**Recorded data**
>>>

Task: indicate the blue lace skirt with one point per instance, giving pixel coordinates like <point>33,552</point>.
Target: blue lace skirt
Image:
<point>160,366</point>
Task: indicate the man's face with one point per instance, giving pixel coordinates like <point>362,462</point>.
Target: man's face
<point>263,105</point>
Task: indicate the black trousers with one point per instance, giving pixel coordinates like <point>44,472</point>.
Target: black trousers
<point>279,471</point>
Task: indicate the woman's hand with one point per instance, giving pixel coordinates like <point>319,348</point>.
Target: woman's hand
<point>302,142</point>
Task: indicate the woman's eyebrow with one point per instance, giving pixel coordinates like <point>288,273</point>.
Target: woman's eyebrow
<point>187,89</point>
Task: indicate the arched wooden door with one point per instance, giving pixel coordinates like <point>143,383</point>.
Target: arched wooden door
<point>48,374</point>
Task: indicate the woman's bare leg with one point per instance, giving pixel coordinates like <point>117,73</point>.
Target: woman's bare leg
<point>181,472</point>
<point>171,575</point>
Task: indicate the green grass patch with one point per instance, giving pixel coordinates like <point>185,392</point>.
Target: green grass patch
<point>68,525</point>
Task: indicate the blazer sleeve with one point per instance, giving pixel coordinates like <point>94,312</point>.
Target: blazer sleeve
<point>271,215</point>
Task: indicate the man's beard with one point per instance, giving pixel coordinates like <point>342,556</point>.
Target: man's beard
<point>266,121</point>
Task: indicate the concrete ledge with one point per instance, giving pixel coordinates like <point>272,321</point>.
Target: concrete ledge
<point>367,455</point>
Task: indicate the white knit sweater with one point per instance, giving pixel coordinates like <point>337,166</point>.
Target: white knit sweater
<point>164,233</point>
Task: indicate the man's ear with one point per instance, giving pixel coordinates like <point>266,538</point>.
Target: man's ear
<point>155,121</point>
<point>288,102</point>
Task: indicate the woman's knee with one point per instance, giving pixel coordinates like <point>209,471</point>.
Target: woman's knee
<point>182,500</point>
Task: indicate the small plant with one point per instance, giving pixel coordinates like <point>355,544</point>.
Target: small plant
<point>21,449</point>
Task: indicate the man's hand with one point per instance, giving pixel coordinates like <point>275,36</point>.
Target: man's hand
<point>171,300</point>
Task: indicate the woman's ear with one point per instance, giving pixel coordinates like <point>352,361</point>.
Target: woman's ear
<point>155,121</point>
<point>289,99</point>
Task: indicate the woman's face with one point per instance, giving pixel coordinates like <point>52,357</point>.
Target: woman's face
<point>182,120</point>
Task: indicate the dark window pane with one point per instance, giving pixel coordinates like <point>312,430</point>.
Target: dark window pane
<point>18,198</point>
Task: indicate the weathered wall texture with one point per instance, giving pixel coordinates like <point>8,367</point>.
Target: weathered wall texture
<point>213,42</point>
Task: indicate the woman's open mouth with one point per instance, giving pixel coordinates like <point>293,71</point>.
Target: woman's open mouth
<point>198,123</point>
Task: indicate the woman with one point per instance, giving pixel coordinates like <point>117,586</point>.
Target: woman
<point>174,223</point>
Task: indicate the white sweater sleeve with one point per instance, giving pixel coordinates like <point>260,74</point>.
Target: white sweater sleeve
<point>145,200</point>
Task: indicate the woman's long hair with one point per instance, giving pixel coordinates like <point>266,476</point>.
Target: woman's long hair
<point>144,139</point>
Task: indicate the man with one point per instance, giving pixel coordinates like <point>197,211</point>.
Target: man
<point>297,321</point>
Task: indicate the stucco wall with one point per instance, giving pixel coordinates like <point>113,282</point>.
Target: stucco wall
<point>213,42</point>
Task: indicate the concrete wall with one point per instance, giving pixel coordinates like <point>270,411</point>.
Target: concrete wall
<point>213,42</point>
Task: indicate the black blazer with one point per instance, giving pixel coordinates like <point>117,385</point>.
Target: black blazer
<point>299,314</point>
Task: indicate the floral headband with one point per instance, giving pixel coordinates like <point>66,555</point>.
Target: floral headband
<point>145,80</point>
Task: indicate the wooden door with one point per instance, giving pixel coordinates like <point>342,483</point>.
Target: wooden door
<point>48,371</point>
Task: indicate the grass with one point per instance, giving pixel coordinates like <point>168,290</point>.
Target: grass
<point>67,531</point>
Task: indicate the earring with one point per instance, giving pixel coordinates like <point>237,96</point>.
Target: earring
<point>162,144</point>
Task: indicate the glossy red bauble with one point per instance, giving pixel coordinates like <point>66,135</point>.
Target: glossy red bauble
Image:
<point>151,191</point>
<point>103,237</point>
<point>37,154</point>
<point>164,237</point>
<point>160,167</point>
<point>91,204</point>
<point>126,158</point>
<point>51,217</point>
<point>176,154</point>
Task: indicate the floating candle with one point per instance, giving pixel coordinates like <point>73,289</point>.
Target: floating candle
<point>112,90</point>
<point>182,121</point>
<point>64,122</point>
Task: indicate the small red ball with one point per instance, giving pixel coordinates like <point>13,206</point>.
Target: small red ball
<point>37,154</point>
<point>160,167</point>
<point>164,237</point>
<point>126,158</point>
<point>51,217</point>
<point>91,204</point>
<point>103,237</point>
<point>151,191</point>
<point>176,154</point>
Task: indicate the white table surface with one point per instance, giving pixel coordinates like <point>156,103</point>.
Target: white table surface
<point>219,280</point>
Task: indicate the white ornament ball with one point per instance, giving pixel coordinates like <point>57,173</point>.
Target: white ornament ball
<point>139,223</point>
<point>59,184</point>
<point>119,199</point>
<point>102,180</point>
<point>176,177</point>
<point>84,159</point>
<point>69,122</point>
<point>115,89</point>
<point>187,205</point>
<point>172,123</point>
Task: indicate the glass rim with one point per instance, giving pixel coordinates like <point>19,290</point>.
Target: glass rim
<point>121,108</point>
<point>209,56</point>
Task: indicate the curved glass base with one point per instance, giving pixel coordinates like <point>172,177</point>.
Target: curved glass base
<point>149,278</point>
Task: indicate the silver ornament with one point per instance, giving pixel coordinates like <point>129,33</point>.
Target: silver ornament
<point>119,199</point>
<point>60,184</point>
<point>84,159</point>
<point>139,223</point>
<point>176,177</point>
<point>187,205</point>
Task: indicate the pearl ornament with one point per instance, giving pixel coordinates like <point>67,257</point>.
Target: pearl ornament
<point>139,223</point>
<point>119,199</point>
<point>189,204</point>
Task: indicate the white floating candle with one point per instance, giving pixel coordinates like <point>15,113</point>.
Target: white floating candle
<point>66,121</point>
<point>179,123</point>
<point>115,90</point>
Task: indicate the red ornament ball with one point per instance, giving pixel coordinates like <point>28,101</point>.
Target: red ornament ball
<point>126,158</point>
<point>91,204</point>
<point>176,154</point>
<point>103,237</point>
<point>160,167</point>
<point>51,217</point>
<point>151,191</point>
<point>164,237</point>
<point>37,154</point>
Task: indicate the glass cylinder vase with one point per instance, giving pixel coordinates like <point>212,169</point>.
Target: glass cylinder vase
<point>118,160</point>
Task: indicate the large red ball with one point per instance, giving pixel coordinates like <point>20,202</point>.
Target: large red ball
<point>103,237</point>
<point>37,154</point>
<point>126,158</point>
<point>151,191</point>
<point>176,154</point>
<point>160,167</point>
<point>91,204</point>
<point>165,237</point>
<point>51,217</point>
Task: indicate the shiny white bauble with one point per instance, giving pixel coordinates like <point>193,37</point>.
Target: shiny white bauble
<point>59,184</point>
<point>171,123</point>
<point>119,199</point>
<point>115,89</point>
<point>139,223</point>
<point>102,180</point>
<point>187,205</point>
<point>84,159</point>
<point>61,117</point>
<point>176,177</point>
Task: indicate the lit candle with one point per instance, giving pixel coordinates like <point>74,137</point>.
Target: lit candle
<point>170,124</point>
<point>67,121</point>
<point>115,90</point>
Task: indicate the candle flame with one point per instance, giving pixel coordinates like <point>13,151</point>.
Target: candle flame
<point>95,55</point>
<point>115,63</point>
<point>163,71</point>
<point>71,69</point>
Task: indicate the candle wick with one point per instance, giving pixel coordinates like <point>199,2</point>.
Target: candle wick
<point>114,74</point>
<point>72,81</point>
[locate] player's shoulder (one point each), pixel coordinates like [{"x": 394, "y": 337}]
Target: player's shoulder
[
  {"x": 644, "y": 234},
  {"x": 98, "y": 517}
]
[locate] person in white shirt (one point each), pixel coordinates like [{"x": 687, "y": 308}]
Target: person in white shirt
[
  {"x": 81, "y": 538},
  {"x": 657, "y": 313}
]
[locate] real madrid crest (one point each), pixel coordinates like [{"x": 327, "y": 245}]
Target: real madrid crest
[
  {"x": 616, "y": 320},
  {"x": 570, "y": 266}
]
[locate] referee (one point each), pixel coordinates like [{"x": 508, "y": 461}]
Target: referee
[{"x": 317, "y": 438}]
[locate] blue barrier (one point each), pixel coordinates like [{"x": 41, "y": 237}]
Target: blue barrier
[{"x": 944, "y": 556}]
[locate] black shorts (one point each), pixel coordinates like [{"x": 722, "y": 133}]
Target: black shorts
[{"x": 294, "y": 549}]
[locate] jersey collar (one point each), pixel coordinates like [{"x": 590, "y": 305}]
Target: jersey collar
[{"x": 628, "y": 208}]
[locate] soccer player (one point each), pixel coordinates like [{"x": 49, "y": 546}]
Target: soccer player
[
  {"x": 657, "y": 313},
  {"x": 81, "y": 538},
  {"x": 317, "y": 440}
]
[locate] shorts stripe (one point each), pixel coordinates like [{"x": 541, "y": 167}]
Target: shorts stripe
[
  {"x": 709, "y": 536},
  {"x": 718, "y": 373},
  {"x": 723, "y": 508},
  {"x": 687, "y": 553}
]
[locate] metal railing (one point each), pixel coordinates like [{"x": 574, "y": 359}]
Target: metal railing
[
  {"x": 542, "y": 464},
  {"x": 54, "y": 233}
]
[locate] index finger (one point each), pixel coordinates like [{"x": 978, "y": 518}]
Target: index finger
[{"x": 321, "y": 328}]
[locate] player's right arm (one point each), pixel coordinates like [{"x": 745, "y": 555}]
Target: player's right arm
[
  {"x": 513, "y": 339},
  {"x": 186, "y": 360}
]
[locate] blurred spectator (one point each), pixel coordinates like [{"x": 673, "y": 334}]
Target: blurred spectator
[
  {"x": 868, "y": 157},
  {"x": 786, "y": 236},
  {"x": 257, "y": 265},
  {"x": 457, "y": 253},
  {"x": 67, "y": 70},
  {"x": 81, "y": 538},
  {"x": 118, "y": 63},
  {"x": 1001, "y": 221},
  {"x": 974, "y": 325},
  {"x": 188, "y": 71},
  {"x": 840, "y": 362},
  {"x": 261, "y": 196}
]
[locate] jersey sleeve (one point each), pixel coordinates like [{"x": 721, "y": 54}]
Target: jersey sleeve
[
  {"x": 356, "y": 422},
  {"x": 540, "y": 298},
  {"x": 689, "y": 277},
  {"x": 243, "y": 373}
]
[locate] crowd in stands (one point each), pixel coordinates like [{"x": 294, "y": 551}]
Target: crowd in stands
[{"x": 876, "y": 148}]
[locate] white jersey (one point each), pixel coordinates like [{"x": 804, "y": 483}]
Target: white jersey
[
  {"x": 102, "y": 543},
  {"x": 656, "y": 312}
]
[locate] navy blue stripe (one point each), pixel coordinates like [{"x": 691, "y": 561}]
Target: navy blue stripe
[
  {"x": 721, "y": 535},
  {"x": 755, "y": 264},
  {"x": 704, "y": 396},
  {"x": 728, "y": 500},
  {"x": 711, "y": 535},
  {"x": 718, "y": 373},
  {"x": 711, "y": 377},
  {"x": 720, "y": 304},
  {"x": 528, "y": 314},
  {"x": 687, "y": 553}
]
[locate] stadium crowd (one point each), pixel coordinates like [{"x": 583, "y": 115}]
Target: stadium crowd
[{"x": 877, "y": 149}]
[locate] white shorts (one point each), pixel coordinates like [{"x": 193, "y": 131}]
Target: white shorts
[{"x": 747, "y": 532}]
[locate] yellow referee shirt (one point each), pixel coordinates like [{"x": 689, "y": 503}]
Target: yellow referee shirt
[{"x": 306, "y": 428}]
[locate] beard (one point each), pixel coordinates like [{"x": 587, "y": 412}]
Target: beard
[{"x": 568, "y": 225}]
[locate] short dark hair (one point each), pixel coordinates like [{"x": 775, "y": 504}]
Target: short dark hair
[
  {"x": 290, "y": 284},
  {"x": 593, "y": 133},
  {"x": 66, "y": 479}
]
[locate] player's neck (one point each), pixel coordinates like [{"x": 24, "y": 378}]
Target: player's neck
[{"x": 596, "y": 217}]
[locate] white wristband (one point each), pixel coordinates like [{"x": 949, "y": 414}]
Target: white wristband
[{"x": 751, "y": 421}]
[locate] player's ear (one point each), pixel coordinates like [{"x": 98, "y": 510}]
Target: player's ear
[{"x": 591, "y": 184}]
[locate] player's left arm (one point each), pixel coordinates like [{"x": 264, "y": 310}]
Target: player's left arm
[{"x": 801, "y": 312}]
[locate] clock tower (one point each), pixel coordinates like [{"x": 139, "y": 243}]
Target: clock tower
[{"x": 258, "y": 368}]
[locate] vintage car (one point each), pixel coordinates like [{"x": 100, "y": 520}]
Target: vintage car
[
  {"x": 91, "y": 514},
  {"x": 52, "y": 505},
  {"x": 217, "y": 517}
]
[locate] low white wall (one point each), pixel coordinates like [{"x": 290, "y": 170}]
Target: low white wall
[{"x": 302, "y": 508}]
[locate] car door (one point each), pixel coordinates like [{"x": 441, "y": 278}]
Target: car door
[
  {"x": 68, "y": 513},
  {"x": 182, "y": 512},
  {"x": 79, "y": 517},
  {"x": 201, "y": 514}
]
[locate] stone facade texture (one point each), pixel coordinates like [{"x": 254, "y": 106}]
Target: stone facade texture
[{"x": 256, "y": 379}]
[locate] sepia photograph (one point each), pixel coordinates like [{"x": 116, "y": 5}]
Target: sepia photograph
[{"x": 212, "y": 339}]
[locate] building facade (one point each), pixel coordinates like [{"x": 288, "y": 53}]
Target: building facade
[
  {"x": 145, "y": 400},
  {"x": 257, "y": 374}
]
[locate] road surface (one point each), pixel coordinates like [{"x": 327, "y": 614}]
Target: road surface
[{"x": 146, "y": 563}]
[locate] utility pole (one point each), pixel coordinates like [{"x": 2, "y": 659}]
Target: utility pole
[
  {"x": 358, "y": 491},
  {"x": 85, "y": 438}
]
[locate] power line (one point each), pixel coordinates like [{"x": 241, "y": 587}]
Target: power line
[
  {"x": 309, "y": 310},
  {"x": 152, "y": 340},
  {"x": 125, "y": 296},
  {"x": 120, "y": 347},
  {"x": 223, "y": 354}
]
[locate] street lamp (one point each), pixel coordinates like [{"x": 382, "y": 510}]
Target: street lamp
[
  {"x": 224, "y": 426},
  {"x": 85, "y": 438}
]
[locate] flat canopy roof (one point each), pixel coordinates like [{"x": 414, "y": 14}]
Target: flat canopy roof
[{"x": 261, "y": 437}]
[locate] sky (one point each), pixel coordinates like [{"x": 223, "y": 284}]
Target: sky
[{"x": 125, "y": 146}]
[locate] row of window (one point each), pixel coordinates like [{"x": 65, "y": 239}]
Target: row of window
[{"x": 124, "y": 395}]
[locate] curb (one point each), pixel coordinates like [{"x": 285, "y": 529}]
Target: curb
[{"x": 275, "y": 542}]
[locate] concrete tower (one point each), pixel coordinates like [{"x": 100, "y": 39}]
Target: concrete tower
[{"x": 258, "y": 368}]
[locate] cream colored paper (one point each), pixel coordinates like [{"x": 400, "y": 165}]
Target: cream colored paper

<<<

**Task statement**
All lines above that contain "cream" are required in the answer.

**Exercise output**
[locate] cream colored paper (one point each), pixel coordinates like [{"x": 400, "y": 165}]
Target: cream colored paper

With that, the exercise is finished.